## [Texto de lectura]
Nota del autor: el presente artículo constituye una versión abreviada. Su versión extendida será remitida en las próximas semanas. Allí examinaremos en profundidad los fundamentos filosóficos del goce robado, sus características y modus operandi, así como los caminos que debemos recorrer para desterrar definitivamente este flagelo.
El populismo contemporáneo no constituye un resabio ideológico que se hace presente en la política actual como una suerte de anomalía anacrónica. No vivimos en una sociedad pos-ideológica. Por eso el populismo – que siempre es ideológico - sigue intacto, solo que ya no se articula del mismo modo.

## [Qué hacer]
De acuerdo con el texto sobre el populismo, ¿en qué tipo de sociedad se afirma que no vivimos? Los registros proceden de una fuente distinta a la del texto.

## [Registros extraídos]

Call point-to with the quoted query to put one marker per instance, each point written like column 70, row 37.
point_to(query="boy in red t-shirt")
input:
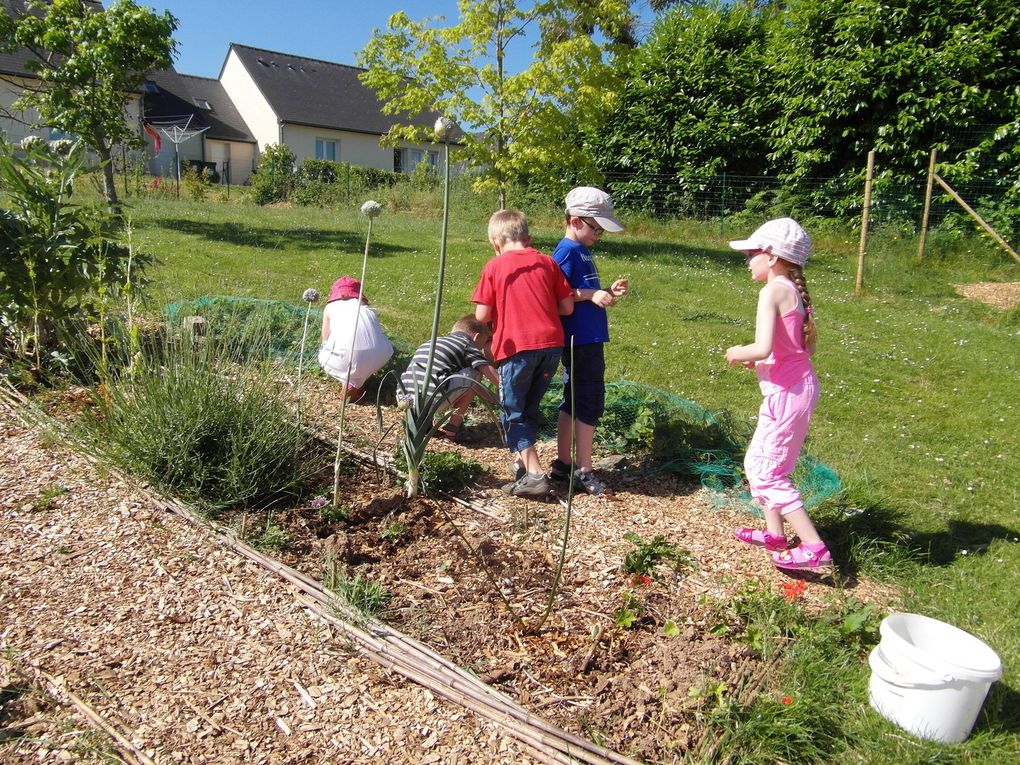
column 522, row 293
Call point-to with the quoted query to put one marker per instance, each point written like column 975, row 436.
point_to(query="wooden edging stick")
column 970, row 211
column 418, row 663
column 132, row 754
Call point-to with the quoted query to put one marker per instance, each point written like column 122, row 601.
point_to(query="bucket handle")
column 887, row 673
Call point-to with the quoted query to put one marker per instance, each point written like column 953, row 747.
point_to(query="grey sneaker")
column 560, row 470
column 588, row 482
column 528, row 486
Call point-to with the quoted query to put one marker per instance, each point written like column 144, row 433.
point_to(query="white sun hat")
column 783, row 238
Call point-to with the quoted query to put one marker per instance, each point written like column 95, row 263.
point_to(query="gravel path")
column 191, row 653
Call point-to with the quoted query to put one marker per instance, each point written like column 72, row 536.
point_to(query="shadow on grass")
column 873, row 538
column 266, row 238
column 1001, row 713
column 612, row 251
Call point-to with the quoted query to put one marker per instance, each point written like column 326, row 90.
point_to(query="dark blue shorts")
column 587, row 379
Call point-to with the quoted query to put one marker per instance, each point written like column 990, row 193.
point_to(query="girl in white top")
column 349, row 323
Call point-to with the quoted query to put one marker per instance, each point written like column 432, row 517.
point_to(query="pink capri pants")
column 772, row 454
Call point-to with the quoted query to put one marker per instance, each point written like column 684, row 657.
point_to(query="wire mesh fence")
column 743, row 199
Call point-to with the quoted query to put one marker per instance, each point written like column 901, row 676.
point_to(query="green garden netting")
column 659, row 429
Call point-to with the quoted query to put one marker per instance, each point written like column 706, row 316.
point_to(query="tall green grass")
column 921, row 388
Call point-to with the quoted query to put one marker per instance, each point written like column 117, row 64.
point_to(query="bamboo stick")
column 991, row 232
column 129, row 751
column 418, row 663
column 865, row 214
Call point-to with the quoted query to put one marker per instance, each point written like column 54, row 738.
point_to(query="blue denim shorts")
column 587, row 379
column 524, row 377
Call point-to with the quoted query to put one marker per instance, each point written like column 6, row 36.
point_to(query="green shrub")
column 321, row 170
column 445, row 471
column 274, row 179
column 368, row 598
column 199, row 418
column 195, row 183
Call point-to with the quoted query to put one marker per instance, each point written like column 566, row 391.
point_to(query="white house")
column 15, row 78
column 215, row 135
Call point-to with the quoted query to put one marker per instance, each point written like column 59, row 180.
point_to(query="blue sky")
column 329, row 30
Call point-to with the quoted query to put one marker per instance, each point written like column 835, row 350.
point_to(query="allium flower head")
column 371, row 208
column 444, row 128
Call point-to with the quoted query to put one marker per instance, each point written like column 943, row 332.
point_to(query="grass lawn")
column 919, row 411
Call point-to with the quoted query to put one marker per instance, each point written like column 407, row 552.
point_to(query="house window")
column 325, row 149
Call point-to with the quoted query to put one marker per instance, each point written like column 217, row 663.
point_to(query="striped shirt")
column 453, row 353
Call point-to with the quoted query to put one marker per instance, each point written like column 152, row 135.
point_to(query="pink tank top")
column 789, row 362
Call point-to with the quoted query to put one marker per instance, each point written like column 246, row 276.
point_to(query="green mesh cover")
column 658, row 427
column 678, row 435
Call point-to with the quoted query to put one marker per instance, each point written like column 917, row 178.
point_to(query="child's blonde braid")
column 810, row 328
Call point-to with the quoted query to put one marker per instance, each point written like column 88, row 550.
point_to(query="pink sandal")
column 803, row 557
column 761, row 538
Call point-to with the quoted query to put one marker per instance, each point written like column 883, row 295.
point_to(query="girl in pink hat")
column 354, row 346
column 780, row 355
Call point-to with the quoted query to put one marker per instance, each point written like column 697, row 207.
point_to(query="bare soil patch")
column 616, row 662
column 628, row 686
column 1004, row 295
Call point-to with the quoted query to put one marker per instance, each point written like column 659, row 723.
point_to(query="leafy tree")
column 58, row 261
column 273, row 181
column 523, row 122
column 804, row 89
column 89, row 62
column 689, row 107
column 888, row 75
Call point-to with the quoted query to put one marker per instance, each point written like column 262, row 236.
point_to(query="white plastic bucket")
column 929, row 677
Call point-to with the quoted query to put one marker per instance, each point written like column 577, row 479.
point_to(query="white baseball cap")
column 782, row 237
column 589, row 202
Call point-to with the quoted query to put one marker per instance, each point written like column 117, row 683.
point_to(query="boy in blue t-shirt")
column 589, row 215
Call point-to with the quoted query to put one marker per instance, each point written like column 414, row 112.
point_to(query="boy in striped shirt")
column 460, row 358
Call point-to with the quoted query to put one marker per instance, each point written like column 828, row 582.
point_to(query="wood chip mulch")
column 1004, row 295
column 191, row 653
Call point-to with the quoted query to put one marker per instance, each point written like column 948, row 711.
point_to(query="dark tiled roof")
column 321, row 94
column 13, row 63
column 175, row 100
column 223, row 119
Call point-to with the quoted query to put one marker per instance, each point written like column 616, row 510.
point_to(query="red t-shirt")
column 523, row 289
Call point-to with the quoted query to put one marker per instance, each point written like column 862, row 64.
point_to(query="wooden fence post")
column 927, row 205
column 991, row 232
column 859, row 286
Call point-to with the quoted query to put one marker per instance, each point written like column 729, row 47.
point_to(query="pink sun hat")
column 781, row 237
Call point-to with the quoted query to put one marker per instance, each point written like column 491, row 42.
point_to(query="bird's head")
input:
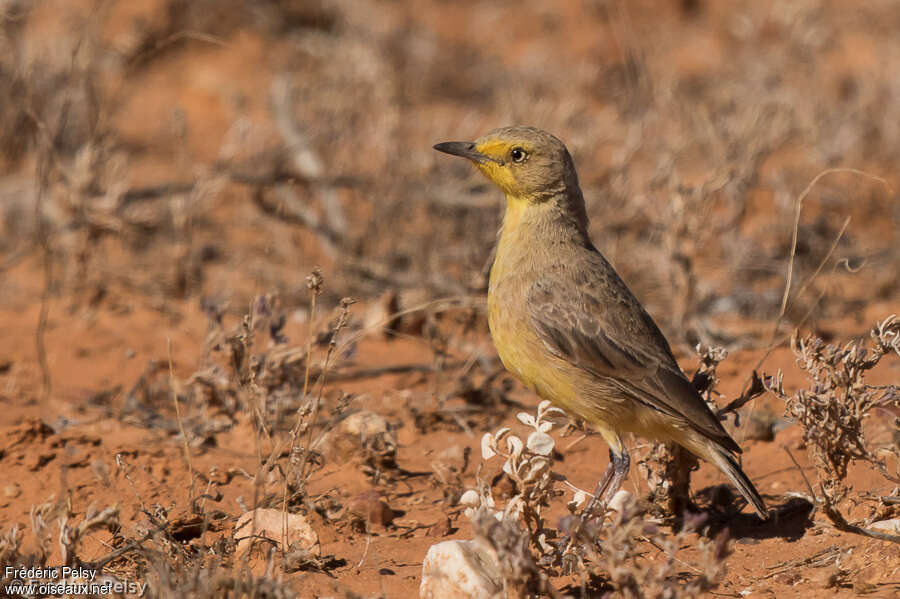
column 528, row 164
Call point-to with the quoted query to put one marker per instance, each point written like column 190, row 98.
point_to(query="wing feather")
column 617, row 342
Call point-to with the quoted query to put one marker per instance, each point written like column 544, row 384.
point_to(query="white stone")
column 269, row 523
column 460, row 570
column 619, row 500
column 892, row 526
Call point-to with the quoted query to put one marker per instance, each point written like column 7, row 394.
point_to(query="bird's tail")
column 727, row 464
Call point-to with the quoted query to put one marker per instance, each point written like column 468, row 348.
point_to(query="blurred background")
column 155, row 151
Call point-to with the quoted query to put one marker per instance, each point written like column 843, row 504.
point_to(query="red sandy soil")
column 64, row 447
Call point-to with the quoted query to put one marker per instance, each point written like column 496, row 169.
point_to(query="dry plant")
column 667, row 467
column 530, row 551
column 833, row 412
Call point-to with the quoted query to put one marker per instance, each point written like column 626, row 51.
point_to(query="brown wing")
column 586, row 315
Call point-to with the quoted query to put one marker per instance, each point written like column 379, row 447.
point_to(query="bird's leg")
column 604, row 482
column 608, row 485
column 610, row 481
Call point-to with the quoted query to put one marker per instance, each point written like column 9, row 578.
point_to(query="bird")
column 565, row 323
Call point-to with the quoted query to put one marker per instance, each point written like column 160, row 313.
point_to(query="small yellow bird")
column 568, row 327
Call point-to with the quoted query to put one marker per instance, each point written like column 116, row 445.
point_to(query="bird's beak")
column 466, row 149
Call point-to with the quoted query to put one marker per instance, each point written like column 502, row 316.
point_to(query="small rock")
column 269, row 524
column 441, row 528
column 460, row 570
column 378, row 318
column 760, row 426
column 362, row 434
column 620, row 500
column 828, row 577
column 370, row 507
column 891, row 526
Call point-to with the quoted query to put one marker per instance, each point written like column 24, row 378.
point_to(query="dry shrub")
column 531, row 551
column 834, row 409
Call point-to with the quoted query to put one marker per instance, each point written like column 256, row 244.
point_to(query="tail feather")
column 727, row 464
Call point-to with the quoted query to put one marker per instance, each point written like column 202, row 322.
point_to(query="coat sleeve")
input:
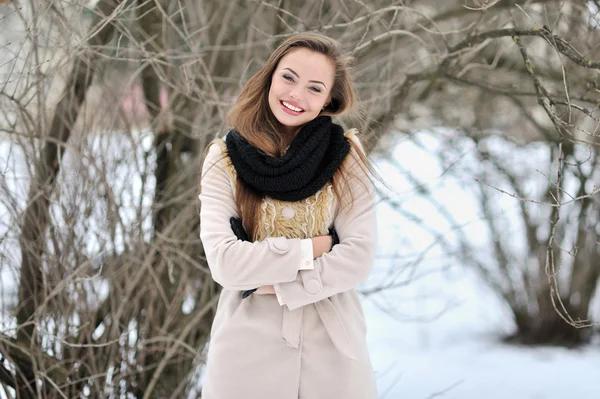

## [Respuesta escrita]
En una sociedad pos-ideológica.